## Setup connection

In [46]:
import requests
import time
session = requests.session()
#session.headers['User-Agent'] = 'Mozilla/5.0 (Macintosh; Intel Mac OS X 10.11; rv:58.0) Gecko/20100101 Firefox/58.0' # imitate browser
#session.header['email'] = ''
def ratelimit():
    time.sleep(0.5)
def get(url,iterations=10):
    for i in range(iterations):
        ratelimit()
        try:
            response = session.get(url)
        except:
            continue
        if response.ok:
            return response
    return None

# Collect data

## Roadmap of the page (located using the "network" fan)

In [9]:
# Get map of the page
url = 'https://www.boligsiden.dk/area/getallmunicipalities'
muncipalities = get(url).json()
slugs = [i['encodedName'].lower() for i in muncipalities] # slugs are used to navigate the page
slugs[0:5]

['albertslund', 'alleroed', 'assens', 'ballerup', 'billund']

## Define log

In [18]:
# Define log
done = set()
logfile = open('boligsiden/boligsiden_log','w')
logfile.write('url,path,length,servertime,delta_t\n')

35

In [None]:
# If running more than once, load the logfile
import pandas as pd 
log_df = pd.read_csv('boligsiden/boligsiden_log')
done = set(log_df.url)

## Define path to raw data

In [10]:
! mkdir boligsiden
! mkdir boligsiden/raw_json

## Collect data

### BBR

In [None]:
# Collect the number of results for each muncipality
muncipality2count = {}
for slug in slugs:
    url = 'https://www.boligsiden.dk/salespriceresult/getcountbyarchive?salgspristype=bbr&periode.from=2012-01-01&sortdescending=true&sort=vejnavn&kommune=%s&boligtype=alle&side=1'%slug
    response = get(url)

────────

* Requirements:
a: In the scraping notebook, turn the block that begins "def get(url,iterations=10):" into a short list of steps, keeping its main facts.
b: According to the scraping notebook, how long does the ratelimit function pause before each request?
c: Carry the scraping notebook forward from its last line of code.
The data that comes next is separate material, not part of the scraping notebook.

[Stored items from a collection]
────────

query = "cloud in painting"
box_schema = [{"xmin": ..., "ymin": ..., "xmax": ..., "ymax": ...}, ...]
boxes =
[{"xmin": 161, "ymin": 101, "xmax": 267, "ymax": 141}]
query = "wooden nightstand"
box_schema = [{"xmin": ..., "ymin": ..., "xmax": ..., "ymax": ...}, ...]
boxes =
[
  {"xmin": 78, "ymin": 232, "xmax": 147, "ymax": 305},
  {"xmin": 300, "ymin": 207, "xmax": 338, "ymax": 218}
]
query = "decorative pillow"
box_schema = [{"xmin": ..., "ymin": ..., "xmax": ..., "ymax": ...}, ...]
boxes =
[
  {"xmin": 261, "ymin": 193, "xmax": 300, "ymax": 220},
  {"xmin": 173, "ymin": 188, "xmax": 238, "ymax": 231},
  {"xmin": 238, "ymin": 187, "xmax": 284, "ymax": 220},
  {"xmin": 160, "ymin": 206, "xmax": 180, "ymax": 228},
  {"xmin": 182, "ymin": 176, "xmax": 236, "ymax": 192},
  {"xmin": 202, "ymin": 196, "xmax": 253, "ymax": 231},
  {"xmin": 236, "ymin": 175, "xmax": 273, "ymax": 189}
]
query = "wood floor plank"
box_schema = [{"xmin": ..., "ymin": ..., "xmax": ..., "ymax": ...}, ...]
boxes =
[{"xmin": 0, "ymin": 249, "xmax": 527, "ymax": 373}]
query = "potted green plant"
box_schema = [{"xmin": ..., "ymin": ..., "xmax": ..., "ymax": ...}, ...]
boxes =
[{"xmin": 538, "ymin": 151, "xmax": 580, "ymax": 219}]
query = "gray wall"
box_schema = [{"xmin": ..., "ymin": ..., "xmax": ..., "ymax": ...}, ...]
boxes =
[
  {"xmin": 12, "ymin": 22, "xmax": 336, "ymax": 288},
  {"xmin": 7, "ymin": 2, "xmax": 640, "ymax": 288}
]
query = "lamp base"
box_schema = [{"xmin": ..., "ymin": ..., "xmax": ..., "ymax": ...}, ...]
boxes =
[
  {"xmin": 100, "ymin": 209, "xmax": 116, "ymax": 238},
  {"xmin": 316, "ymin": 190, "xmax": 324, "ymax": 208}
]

────────

* In response:
a:
- Takes a URL and a number of tries (10 by default).
- On each try, calls ratelimit to wait half a second, then requests the URL with the session.
- If the request raises an error, skips to the next try.
- If the response is ok, returns it.
- If every try fails, returns None.

b: 0.5 seconds.

c:
    muncipality2count[slug] = response.json()['count']
import json
json.dump(muncipality2count,open('slug2count','w'))

In [None]:
muncipality2count = json.load(open('slug2count','r'))

In [None]:
logfile = open('boligsiden/boligsiden_log','a')
last_time = time.time()
for slug in slugs:
    print(slug)
    n_results = muncipality2count[slug]
    for page_n in range(1,int(n_results/30)+2):
        url ='https://www.boligsiden.dk/salespriceresult/getdata?salgspristype=bbr&periode.from=2012-01-01&sortdescending=true&sort=vejnavn&kommune=%s&boligtype=alle&side=%d'%(slug,page_n)
        if url in done:
            continue
        try:
            response = get(url)
        except:
            time.sleep(60) # remote connection error.
            response = get(url)
        response_json = response.json()
        path = 'boligsiden/raw_json/bolig_results_%s_%d'%(slug,page_n)
        json.dump(response_json,open(path,'w'))
        # log
        servertime = time.time()
        delta_t = servertime-last_time
        length  = len(response.text)
        logfile.write('%s,%s,%d,%r,%r\n'%(url,path,length,servertime,delta_t))
        last_time = servertime
        done.add(url)
        if page_n%10==0:
            print(int(n_results/30)+2-page_n,end=' ')


### Salesprices

In [None]:
# first collect the number of results for each muncipality.
muncipality2count_sales = {}

In [None]:
import tqdm
for slug in tqdm.tqdm(slugs):
    if slug in muncipality2count_sales:
        continue
    url = 'https://www.boligsiden.dk/salespriceresult/getcountbypropertySale?salgspristype=arkiv&periode.from=2012-01-01&sortdescending=true&sort=udbudt&kommune=%s&boligtype=alle&side=1'%slug
    response = get(url)
    muncipality2count_sales[slug] = response.json()['count']
json.dump(muncipality2count_sales,open('slug2count_sales','w'))

In [50]:

muncipality2count_sales = json.load(open('slug2count_sales','r'))

### Set log and path to data

In [47]:
! mkdir boligsiden/raw_json_sales/

In [51]:
done_sales = set()
logfile = open('boligsiden/boligsiden_log2','w')
logfile.write('url,path,length,servertime,delta_t\n')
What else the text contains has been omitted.